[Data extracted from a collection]

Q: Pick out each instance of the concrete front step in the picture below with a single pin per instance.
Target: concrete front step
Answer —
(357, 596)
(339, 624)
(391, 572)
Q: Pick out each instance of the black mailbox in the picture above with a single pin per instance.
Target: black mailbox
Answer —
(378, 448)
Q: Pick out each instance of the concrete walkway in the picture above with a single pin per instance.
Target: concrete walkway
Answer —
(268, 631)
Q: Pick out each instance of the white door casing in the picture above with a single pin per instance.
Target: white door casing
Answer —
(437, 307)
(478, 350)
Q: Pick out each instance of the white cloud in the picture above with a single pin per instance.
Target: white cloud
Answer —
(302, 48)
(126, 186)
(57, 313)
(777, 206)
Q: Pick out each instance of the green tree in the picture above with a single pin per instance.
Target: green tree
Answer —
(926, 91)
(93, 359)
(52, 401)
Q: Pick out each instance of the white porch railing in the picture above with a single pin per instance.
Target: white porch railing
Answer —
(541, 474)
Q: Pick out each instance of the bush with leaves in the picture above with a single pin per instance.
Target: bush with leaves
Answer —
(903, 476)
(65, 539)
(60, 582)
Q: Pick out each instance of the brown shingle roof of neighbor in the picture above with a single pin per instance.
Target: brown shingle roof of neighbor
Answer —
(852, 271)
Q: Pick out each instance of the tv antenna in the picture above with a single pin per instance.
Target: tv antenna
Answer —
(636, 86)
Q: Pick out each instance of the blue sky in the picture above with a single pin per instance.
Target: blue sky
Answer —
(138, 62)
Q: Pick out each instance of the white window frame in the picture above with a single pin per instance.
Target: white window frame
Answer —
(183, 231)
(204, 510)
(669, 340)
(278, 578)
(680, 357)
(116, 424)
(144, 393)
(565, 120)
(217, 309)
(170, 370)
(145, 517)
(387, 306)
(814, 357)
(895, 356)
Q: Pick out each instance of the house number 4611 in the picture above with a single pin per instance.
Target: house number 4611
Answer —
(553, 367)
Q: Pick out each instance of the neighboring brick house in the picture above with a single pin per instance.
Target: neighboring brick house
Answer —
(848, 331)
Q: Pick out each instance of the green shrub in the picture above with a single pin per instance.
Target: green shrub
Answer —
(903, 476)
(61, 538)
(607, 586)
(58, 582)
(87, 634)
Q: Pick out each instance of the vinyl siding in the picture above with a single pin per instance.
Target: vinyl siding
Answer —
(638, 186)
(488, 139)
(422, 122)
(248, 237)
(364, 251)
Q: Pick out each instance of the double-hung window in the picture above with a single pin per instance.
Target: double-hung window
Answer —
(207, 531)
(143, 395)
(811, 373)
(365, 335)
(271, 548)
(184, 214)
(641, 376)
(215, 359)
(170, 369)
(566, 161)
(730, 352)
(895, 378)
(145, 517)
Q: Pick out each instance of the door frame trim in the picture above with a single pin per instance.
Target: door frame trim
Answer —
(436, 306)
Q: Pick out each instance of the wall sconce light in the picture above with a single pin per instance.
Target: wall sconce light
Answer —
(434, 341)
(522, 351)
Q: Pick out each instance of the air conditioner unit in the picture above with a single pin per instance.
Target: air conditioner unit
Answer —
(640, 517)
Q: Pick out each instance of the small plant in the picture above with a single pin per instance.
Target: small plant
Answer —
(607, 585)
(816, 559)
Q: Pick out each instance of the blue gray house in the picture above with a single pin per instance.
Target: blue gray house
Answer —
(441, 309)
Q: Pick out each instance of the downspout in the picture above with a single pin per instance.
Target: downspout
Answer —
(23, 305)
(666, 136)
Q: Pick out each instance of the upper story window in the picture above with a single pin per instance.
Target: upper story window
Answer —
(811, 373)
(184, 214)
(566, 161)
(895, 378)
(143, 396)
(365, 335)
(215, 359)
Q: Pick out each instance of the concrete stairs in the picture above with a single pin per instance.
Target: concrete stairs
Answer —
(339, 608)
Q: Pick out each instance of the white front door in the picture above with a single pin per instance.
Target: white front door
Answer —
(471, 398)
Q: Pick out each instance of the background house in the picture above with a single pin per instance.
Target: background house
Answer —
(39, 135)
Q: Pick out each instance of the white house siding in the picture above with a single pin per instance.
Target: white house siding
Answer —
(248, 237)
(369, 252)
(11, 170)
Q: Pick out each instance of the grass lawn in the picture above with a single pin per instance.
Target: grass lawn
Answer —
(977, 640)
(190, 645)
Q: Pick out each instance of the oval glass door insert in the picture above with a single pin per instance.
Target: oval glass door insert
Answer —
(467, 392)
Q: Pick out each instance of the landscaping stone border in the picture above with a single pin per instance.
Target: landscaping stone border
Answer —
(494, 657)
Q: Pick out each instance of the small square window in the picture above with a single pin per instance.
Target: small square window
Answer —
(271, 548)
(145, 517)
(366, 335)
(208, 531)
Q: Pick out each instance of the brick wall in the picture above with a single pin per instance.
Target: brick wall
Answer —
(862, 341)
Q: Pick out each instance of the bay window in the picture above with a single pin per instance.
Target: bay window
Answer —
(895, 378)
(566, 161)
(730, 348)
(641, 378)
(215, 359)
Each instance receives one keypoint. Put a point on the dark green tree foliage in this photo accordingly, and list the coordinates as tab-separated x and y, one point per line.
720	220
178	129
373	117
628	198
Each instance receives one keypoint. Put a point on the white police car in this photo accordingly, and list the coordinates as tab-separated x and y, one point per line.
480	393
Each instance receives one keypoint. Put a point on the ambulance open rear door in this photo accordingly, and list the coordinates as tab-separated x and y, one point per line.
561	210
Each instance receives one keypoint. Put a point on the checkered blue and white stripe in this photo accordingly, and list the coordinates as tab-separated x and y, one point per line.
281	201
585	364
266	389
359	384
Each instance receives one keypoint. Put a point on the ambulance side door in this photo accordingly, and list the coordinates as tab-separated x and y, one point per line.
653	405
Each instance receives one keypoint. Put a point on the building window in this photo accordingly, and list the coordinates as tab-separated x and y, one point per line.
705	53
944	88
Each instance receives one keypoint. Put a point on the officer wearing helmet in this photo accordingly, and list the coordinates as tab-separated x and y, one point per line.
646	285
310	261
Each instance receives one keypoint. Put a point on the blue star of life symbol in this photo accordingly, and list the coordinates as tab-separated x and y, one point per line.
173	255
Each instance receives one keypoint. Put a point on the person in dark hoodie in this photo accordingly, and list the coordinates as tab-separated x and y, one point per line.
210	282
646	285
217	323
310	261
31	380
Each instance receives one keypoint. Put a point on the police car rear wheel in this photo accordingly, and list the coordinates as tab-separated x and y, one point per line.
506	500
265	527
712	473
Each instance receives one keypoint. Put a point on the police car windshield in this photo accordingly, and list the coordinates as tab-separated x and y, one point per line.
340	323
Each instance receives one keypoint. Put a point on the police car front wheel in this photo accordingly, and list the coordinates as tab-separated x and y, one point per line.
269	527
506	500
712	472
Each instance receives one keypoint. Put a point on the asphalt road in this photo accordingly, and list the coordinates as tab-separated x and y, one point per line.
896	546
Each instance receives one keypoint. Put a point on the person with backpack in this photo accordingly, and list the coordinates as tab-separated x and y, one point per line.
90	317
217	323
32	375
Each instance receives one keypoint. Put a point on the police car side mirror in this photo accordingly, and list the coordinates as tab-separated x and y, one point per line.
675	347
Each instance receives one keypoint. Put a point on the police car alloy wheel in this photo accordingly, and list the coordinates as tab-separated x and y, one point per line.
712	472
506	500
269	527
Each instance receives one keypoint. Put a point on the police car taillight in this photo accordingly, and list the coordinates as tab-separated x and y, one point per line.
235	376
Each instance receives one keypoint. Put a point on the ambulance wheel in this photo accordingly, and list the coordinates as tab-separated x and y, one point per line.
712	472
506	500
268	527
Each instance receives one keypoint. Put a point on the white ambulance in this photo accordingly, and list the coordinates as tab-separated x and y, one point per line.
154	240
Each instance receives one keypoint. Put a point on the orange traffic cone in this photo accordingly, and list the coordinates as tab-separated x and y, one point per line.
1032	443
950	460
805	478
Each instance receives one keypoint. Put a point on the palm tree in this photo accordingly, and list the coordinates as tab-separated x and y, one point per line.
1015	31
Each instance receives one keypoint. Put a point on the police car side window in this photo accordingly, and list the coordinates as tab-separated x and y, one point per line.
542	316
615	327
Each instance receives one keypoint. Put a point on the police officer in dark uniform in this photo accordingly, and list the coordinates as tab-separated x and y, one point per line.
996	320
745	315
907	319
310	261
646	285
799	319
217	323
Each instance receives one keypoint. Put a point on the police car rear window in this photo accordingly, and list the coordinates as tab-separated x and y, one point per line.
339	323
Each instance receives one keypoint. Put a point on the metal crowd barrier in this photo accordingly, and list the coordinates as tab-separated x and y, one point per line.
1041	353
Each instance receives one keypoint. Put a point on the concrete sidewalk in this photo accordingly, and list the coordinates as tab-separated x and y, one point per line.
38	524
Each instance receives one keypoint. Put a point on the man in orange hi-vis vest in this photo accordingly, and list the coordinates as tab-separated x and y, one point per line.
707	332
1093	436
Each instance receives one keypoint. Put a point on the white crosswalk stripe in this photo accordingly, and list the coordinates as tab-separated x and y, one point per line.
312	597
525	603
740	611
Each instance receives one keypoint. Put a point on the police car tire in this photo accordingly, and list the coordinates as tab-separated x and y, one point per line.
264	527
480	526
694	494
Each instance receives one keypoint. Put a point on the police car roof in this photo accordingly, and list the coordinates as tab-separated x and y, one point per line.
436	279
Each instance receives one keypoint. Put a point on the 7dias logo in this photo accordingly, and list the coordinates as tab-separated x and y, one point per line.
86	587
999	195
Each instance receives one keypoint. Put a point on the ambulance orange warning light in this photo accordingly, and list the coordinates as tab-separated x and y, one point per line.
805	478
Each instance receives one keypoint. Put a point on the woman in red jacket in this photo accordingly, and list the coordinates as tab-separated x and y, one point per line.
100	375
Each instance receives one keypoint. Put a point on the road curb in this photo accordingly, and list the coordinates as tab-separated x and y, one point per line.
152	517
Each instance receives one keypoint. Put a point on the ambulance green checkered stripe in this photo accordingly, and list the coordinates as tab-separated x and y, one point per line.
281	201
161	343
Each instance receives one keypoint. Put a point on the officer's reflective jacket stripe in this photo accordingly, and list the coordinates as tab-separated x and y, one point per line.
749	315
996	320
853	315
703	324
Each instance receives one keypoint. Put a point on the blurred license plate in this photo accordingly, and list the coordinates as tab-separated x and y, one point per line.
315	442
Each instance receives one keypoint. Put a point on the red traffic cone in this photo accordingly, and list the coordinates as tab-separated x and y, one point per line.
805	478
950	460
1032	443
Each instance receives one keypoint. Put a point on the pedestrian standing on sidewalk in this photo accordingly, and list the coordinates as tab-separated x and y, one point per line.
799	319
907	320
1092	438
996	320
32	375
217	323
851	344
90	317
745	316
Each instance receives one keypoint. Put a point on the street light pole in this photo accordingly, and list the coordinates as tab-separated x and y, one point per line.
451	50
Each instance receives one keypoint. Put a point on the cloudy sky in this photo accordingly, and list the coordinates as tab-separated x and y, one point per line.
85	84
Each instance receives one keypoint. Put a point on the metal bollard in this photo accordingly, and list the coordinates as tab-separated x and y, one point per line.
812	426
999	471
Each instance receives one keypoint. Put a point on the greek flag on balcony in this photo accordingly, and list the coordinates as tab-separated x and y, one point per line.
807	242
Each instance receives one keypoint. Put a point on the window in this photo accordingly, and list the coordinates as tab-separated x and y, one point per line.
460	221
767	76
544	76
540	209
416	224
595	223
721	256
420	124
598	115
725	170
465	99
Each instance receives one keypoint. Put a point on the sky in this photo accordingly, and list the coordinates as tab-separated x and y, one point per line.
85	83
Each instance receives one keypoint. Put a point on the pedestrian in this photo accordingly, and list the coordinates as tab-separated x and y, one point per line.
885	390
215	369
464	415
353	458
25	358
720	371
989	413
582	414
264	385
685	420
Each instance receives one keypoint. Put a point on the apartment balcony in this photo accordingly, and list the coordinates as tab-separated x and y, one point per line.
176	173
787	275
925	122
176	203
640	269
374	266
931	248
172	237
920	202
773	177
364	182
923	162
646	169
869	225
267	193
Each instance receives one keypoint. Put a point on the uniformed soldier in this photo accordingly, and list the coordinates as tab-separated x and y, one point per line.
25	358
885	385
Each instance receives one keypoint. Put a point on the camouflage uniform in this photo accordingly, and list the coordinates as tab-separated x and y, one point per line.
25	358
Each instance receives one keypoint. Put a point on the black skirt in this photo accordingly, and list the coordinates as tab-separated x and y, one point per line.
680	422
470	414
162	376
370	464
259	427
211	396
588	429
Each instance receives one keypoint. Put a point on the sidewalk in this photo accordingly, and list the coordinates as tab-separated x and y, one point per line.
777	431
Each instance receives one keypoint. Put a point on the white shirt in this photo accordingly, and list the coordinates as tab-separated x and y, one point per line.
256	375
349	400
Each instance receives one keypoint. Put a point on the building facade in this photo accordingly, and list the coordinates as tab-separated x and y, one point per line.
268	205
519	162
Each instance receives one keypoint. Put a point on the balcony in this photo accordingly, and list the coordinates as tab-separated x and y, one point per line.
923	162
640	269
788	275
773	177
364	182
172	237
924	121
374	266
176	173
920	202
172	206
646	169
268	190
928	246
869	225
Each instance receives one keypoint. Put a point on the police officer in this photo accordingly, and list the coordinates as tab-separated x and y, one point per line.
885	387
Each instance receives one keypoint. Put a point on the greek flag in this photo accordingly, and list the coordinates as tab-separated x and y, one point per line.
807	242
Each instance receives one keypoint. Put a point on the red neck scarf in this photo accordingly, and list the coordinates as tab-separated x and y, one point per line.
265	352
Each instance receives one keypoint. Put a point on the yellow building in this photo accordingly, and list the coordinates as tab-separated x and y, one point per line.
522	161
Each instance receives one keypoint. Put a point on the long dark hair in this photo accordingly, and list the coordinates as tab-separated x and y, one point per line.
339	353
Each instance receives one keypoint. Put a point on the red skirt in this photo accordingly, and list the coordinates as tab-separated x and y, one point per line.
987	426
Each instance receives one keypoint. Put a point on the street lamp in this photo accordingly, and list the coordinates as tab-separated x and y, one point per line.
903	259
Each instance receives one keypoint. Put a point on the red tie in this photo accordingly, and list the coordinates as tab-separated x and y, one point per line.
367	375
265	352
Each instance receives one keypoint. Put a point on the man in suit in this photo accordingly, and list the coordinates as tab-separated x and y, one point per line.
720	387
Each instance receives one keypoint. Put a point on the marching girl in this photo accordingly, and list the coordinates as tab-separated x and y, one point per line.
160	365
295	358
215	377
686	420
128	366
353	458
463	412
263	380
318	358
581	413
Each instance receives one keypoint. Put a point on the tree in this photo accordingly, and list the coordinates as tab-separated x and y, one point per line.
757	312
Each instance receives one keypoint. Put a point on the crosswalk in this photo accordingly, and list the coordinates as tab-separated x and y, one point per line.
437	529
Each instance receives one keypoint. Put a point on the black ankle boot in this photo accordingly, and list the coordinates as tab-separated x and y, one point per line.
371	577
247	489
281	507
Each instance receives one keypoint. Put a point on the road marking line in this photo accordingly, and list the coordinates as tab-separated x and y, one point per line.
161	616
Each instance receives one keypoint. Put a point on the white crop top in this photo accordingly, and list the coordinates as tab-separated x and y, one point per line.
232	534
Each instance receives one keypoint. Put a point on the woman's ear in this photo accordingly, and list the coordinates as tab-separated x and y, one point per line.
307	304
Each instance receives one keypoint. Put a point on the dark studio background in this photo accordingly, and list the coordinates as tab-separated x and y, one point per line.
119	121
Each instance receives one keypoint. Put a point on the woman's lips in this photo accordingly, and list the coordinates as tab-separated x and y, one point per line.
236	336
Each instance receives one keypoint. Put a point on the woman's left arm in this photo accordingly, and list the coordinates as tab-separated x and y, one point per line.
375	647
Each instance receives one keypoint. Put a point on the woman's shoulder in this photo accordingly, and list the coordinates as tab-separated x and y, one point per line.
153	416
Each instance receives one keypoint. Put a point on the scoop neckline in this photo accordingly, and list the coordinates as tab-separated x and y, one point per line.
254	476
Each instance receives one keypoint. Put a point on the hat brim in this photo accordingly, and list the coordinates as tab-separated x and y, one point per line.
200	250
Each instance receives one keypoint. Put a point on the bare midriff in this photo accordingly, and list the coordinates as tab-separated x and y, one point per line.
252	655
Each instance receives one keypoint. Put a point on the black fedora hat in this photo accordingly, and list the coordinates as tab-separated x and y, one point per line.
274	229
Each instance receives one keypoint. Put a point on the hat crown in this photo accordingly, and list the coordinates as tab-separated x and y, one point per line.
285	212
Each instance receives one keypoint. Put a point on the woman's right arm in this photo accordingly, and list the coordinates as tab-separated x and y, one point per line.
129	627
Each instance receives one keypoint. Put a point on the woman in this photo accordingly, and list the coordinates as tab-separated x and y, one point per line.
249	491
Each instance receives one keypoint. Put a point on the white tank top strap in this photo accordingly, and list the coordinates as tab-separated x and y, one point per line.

Activity:
Wherever the string "wall" appears in the records above, copy the line it sits in.

Answer to the exercise:
Q: Pick out each instance of the wall sconce light in the picture above with a single pin per instance.
Target: wall sconce light
Q: Pick out each instance of the brick wall in the picture above with a single pin per instance.
Target: brick wall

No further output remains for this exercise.